Replace "rocky shoreline" with "stony coastline" in the lines running from the start through the line holding "[[529, 674, 576, 696], [892, 700, 939, 722]]", inclusive. Return only those lines, unchanged otherwise.

--*--

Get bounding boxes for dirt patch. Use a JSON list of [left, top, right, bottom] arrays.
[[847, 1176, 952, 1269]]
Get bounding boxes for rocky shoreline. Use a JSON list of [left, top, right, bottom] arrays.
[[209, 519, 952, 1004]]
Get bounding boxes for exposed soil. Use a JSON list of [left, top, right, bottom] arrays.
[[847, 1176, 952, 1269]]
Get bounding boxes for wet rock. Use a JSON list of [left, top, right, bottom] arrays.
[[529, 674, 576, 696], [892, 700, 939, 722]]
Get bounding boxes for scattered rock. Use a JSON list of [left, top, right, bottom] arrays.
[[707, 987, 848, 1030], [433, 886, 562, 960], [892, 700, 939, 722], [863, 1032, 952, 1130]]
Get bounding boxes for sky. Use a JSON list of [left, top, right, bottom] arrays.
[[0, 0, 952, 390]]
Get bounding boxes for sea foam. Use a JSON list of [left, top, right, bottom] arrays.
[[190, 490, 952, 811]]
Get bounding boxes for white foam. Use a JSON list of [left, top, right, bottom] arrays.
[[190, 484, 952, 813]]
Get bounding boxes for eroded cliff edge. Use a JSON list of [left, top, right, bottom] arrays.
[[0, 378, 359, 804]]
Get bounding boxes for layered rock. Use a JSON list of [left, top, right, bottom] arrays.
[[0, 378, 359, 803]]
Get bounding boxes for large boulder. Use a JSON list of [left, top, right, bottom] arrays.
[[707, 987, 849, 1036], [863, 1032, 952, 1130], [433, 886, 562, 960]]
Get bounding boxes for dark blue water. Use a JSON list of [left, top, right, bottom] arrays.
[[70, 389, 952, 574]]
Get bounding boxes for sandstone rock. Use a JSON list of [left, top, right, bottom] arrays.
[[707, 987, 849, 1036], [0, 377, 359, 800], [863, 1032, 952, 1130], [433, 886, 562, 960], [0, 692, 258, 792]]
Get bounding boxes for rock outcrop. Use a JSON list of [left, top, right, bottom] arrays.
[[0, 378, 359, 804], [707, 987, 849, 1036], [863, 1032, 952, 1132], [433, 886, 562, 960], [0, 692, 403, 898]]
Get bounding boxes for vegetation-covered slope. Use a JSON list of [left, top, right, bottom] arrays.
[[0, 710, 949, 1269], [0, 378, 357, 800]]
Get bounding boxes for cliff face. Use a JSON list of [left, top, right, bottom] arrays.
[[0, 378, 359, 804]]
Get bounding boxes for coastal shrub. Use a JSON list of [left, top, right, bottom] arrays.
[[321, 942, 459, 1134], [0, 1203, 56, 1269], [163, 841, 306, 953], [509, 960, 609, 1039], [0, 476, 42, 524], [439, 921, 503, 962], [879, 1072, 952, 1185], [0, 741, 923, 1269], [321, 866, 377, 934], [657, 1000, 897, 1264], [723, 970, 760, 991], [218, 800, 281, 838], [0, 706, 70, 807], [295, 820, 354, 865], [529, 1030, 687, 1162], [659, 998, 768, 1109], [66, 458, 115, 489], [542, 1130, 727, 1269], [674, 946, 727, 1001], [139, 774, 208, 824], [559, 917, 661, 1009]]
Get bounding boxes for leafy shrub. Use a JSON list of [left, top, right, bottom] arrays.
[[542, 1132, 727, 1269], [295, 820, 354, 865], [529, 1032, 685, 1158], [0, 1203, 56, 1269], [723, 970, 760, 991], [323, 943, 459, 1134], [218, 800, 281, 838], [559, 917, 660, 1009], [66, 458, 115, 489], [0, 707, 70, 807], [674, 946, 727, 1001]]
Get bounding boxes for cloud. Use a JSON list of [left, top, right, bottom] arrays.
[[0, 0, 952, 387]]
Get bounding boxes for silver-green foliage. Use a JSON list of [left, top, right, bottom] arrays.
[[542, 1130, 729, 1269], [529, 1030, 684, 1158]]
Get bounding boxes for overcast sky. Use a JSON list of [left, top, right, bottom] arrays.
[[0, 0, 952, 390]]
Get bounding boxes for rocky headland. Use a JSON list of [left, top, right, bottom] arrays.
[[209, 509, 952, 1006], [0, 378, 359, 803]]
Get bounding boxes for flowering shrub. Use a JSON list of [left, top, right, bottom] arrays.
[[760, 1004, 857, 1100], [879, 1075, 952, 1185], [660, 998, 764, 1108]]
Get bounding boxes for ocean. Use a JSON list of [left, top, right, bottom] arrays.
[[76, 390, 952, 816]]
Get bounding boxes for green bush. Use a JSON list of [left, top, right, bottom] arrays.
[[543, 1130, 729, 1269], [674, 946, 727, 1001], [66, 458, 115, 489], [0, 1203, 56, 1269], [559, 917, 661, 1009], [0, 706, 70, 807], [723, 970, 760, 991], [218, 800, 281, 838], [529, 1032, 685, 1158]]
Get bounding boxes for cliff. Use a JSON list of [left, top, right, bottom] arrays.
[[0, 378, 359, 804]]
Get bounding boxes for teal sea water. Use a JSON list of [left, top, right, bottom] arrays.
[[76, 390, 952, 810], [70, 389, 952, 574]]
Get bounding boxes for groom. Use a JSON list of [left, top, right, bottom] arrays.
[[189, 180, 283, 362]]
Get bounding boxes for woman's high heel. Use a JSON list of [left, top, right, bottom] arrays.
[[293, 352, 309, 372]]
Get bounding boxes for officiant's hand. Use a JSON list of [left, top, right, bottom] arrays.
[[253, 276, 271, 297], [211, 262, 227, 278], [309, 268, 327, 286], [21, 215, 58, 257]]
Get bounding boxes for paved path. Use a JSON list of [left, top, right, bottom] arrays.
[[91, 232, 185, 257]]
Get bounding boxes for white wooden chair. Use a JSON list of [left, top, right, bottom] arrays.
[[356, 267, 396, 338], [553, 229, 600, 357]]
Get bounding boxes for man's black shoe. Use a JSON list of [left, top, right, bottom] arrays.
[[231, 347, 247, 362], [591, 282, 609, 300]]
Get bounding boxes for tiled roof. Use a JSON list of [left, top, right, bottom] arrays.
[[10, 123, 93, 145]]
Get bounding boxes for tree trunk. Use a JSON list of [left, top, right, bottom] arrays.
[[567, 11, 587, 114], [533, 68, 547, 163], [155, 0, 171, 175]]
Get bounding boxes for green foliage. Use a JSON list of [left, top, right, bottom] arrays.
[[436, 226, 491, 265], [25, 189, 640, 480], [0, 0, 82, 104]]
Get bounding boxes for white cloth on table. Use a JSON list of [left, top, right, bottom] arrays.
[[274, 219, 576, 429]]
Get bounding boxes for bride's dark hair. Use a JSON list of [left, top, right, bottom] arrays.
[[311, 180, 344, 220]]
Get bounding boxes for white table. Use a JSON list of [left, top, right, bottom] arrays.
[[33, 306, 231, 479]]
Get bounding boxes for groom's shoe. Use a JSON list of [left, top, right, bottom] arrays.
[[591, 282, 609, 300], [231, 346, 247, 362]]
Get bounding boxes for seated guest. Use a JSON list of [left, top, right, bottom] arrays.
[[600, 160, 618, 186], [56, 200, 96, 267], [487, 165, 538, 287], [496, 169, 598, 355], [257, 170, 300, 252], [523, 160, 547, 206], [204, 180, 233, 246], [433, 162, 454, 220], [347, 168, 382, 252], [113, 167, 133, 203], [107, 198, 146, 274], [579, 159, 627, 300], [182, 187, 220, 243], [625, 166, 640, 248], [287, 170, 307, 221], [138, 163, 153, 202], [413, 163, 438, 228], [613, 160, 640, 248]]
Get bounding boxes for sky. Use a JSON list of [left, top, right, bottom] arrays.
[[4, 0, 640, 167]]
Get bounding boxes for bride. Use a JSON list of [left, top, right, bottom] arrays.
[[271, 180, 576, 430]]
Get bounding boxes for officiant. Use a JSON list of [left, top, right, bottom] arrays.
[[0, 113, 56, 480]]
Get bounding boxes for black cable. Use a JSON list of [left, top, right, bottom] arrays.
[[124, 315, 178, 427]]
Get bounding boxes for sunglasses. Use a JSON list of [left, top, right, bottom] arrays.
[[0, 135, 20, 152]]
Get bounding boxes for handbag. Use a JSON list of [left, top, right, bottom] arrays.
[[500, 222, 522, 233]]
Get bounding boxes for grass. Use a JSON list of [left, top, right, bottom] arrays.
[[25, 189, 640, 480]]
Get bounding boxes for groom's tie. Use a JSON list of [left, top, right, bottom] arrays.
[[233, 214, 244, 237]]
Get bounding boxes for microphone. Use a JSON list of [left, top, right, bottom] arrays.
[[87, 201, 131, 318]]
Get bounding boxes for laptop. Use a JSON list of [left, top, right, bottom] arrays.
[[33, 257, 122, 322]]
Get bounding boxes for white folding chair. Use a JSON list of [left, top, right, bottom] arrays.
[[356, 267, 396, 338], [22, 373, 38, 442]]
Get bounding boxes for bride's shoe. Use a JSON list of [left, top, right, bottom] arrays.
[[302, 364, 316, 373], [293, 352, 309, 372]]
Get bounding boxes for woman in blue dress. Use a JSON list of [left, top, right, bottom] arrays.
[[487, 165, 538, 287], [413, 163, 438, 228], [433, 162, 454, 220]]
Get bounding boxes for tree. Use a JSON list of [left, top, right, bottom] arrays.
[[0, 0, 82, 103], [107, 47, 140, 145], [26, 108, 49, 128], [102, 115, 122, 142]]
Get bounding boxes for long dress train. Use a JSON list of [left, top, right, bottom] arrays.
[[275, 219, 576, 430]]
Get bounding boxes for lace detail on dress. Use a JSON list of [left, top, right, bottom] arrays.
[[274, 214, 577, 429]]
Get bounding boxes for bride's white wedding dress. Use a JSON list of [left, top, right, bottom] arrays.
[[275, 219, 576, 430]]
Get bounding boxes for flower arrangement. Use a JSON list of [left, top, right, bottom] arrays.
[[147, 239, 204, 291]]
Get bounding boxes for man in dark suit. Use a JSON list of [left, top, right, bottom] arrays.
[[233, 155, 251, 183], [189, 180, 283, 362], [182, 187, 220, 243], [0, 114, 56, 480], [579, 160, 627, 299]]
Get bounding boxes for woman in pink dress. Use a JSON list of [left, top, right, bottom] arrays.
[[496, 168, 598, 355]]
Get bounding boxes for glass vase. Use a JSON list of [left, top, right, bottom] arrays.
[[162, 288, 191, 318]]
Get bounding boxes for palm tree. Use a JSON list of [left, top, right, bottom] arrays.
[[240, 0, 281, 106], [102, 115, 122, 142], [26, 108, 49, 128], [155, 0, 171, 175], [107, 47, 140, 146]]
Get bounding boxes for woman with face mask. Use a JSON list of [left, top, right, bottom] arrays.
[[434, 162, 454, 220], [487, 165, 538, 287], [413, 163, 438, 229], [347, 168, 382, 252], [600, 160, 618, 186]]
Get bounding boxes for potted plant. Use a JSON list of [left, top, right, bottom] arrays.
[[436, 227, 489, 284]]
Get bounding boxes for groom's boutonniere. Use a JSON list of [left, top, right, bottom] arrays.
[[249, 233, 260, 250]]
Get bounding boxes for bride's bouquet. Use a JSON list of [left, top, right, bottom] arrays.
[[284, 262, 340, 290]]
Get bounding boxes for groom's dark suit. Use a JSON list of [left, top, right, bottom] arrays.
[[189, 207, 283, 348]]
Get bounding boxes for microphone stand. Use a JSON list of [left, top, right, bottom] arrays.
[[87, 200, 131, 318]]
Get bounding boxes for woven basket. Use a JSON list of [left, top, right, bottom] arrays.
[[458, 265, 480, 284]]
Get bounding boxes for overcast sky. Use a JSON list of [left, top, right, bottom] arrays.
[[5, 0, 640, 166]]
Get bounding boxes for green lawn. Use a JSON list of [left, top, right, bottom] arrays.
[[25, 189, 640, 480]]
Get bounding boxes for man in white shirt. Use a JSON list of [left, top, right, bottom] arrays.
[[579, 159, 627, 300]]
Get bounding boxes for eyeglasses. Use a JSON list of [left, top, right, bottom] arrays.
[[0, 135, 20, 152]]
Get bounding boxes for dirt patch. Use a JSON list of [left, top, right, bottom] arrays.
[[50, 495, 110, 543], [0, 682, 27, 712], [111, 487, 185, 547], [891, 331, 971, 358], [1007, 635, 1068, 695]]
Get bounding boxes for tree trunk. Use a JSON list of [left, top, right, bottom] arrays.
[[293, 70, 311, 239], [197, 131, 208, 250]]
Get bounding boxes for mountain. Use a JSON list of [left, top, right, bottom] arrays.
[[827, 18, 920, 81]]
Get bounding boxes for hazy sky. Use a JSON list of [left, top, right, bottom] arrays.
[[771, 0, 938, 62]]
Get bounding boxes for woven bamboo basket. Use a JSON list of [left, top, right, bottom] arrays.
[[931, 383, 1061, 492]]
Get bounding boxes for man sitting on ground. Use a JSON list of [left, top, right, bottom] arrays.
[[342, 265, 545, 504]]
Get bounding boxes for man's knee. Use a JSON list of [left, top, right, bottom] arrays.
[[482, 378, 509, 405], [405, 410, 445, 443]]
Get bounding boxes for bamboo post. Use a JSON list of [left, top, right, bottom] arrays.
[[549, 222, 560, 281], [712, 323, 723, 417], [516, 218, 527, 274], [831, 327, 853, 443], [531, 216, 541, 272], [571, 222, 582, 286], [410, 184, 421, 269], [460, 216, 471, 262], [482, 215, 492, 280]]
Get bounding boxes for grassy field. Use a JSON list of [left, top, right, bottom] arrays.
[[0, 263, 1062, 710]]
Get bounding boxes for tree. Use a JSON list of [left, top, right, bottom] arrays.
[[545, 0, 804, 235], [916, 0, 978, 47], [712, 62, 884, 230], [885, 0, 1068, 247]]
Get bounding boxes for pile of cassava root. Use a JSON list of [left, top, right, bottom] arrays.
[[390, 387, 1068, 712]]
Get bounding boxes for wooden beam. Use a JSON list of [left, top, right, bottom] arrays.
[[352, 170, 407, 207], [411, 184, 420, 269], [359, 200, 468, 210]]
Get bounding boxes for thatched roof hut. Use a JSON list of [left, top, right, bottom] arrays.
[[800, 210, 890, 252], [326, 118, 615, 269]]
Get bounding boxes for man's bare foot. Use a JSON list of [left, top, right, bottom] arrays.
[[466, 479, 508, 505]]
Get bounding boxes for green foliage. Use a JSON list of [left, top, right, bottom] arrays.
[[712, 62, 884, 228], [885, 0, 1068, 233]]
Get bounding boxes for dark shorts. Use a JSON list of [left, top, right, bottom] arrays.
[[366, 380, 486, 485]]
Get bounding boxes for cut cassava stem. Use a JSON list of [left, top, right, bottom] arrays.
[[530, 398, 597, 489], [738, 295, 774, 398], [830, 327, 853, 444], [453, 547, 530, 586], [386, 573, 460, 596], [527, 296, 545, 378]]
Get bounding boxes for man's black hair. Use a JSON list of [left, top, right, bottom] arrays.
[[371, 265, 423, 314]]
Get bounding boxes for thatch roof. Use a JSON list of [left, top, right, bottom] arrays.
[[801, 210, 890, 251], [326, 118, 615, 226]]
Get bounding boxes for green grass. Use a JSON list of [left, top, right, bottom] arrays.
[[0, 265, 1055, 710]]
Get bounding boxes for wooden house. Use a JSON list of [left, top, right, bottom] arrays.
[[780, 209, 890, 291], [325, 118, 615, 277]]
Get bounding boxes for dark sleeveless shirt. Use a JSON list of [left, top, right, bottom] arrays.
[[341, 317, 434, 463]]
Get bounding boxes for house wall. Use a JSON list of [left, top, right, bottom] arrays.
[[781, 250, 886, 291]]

--*--

### Reply to the exercise
Get bounding boxes for dirt patch. Use a JSON list of [left, top, right, bottom] arrays.
[[847, 1176, 952, 1269]]
Get bounding boxes for stony coastline. Use a JSON list of [left, top, right, bottom] arrays.
[[209, 519, 952, 1004]]
Get bounding boxes for exposed soil. Use a JSON list of [left, top, right, bottom] arrays.
[[847, 1176, 952, 1269]]
Get bounding boxes for wet rock. Use a JSON list of [left, top, right, bottom] arrays.
[[529, 674, 576, 696], [892, 700, 939, 722]]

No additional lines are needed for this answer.